SET TASK
Put the material into a JSON list of strings, one string per line and no blank lines. Begin at the line that has "Where can you find the hedge?" and stop after the line that has "point(214, 421)".

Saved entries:
+===+

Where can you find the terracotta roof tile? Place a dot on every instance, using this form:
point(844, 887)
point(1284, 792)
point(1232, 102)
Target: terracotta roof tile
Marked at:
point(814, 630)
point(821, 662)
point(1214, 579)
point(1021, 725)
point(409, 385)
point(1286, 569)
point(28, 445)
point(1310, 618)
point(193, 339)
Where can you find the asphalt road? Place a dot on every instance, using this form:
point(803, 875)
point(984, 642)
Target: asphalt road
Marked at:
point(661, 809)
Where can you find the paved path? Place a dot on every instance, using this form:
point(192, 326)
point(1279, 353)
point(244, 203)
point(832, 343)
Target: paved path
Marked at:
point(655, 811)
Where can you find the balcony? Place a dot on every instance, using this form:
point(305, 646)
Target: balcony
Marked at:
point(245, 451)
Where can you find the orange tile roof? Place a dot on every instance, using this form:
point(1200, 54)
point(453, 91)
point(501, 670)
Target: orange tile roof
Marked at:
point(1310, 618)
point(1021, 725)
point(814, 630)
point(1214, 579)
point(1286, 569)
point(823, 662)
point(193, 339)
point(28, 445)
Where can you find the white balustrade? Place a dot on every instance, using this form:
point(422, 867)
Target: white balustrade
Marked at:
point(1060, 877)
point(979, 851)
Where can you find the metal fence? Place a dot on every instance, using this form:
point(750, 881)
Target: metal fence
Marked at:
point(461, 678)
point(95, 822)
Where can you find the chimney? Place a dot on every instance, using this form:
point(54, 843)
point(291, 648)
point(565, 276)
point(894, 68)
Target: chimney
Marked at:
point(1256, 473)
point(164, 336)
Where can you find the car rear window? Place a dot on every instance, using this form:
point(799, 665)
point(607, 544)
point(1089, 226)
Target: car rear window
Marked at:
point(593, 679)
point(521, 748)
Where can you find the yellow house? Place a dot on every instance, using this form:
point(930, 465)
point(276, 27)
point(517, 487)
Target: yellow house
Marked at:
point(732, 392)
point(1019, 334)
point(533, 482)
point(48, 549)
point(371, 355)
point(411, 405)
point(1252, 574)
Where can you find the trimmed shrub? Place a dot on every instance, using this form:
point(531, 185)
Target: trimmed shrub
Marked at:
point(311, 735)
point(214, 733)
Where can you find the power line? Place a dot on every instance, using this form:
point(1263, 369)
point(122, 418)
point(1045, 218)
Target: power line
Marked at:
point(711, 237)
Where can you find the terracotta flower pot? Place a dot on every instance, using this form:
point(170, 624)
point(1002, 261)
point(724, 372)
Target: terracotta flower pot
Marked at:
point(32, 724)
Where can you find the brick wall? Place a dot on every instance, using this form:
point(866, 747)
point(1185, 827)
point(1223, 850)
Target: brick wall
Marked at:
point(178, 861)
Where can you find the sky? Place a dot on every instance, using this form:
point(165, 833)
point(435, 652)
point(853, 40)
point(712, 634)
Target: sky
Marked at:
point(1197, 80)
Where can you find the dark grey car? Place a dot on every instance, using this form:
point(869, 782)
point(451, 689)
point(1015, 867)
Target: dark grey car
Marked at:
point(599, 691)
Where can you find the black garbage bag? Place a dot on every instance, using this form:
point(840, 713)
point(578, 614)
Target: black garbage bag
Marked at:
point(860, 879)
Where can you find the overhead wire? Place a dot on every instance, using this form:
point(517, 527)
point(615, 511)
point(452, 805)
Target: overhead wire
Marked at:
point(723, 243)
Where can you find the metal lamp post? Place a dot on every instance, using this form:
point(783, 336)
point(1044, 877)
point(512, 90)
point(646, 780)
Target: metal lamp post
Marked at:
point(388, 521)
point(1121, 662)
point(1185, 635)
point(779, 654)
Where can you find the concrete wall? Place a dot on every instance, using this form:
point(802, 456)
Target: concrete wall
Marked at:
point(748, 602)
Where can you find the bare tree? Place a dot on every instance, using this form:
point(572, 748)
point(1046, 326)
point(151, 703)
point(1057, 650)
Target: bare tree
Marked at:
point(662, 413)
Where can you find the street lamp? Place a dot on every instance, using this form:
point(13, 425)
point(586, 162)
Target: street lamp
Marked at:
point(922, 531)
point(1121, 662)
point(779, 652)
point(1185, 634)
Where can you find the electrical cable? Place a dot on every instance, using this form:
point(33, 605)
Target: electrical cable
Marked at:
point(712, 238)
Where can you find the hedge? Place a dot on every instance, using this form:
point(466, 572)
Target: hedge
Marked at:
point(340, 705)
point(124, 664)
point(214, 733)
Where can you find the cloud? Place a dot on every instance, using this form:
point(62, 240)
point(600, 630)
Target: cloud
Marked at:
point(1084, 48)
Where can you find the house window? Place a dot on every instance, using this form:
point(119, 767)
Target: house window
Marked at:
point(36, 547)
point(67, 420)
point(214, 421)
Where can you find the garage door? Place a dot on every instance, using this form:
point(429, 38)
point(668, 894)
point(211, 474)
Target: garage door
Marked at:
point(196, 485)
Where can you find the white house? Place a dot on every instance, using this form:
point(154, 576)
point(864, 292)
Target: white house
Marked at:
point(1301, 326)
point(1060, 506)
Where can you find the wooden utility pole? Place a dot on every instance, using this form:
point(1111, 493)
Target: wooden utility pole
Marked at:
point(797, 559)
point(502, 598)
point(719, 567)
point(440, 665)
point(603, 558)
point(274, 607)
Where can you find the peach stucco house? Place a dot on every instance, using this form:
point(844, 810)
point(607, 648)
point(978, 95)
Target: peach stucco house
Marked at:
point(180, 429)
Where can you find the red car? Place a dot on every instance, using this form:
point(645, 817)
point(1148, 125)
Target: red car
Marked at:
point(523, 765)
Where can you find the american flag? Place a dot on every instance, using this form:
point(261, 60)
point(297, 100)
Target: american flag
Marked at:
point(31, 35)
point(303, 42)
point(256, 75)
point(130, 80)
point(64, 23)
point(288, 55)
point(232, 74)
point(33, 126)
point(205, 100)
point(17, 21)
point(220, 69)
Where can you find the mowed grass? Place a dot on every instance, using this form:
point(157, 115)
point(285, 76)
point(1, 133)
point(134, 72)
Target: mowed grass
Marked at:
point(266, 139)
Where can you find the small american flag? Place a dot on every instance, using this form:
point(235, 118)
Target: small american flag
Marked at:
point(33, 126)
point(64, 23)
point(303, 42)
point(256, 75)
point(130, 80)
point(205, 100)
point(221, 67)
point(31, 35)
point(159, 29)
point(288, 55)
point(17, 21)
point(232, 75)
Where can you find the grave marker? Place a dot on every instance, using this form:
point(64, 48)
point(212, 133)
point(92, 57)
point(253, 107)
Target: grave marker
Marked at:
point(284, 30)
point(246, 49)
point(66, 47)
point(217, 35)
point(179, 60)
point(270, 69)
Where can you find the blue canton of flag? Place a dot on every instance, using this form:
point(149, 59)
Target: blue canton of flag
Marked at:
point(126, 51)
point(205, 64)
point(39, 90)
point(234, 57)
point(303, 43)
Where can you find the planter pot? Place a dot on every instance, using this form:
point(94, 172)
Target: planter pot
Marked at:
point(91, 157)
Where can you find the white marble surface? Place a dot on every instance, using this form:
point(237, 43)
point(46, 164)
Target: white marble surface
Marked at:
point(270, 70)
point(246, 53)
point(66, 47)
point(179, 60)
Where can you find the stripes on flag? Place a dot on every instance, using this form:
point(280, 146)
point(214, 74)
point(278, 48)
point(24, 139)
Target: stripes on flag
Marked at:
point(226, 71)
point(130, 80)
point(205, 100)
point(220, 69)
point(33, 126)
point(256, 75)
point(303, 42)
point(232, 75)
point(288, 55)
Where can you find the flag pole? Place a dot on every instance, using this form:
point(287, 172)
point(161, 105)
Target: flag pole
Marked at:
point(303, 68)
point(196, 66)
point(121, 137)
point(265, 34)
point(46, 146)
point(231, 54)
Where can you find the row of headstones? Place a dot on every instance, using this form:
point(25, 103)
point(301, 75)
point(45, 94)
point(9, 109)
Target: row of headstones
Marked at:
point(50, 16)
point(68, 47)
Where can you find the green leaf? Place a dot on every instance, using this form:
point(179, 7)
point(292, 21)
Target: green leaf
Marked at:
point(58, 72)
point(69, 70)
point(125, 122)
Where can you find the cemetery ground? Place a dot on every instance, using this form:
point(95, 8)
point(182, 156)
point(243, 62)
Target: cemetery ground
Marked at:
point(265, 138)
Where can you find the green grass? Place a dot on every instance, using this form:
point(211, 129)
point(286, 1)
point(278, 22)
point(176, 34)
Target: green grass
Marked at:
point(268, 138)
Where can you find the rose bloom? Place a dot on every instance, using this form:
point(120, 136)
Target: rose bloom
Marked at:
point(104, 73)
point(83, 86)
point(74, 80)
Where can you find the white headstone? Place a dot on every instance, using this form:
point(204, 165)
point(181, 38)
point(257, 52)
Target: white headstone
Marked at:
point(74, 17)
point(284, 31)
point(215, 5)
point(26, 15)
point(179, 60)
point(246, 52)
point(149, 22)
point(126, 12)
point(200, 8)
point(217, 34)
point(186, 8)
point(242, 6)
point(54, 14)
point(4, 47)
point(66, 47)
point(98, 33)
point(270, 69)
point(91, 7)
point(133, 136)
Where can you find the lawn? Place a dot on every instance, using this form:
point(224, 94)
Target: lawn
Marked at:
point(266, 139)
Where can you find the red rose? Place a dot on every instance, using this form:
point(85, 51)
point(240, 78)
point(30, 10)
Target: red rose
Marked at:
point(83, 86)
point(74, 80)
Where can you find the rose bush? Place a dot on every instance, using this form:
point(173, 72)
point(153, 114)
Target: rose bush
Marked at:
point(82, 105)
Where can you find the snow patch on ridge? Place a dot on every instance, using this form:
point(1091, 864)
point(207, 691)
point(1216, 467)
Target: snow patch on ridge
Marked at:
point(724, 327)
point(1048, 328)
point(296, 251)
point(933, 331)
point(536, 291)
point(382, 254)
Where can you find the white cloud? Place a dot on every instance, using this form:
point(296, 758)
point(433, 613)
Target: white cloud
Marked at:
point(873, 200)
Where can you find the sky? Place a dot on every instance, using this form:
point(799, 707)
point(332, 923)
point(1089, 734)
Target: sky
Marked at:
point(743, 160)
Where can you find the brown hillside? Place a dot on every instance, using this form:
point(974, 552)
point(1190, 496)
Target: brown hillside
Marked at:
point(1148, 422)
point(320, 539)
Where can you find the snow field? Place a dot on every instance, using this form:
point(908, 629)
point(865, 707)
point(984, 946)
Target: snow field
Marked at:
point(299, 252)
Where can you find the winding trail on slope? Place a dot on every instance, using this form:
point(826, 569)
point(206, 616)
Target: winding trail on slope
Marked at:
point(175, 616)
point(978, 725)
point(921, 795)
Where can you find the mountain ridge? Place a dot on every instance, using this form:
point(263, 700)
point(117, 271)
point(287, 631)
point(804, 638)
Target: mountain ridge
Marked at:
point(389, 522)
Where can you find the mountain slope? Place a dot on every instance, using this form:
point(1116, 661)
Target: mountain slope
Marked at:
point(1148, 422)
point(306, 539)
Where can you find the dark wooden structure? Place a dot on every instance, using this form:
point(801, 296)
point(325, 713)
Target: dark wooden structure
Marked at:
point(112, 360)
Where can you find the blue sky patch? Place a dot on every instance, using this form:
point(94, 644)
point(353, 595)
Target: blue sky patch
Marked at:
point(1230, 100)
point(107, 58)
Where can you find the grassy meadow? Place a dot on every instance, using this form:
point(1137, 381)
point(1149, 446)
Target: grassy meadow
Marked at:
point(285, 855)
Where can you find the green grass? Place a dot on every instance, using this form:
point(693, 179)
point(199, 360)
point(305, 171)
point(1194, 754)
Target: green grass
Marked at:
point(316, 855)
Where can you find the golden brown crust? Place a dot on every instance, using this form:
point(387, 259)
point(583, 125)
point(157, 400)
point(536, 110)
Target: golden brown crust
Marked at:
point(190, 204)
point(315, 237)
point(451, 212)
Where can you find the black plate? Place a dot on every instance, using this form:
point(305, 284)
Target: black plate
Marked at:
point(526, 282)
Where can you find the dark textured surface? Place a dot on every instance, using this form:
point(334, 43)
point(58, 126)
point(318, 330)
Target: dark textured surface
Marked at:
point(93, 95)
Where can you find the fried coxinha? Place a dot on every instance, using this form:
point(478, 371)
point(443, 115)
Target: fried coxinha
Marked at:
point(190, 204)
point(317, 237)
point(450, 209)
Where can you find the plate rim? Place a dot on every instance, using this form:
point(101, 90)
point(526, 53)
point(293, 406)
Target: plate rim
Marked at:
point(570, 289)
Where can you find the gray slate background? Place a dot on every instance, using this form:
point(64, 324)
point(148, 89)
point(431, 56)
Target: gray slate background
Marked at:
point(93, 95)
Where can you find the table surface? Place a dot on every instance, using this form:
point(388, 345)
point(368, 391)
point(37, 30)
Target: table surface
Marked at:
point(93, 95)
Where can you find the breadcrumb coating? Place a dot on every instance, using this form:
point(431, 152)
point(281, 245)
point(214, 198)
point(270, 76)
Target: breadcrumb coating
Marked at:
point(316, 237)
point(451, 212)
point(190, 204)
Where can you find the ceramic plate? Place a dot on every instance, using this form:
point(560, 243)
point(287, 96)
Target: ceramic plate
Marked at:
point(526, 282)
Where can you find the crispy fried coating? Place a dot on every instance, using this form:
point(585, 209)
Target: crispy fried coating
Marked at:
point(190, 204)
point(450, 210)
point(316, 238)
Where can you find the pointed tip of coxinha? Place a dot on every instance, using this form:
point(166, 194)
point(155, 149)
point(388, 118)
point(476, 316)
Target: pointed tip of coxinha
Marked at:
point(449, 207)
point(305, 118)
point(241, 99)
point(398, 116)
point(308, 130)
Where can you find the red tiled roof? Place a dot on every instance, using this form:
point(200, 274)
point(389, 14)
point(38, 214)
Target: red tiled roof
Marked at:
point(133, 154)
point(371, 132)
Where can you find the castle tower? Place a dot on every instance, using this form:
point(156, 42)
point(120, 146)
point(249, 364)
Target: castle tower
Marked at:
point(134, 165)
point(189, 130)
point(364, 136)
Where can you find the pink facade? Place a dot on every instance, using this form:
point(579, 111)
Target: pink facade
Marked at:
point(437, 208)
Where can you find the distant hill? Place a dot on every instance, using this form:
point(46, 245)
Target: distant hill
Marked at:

+===+

EXERCISE SOLUTION
[
  "Where can you find the hedge? Place a dot on every instance, using this form:",
  "point(466, 572)",
  "Target: hedge",
  "Marked at:",
  "point(340, 705)",
  "point(124, 664)",
  "point(214, 733)",
  "Where can you find the cloud? Place a dot on every instance, using this form:",
  "point(62, 240)",
  "point(600, 630)",
  "Target: cloud",
  "Marked at:",
  "point(1084, 48)",
  "Where can you find the house window? Place a dot on every instance, using this form:",
  "point(119, 767)",
  "Target: house window",
  "Marked at:",
  "point(36, 547)",
  "point(67, 420)",
  "point(214, 421)"
]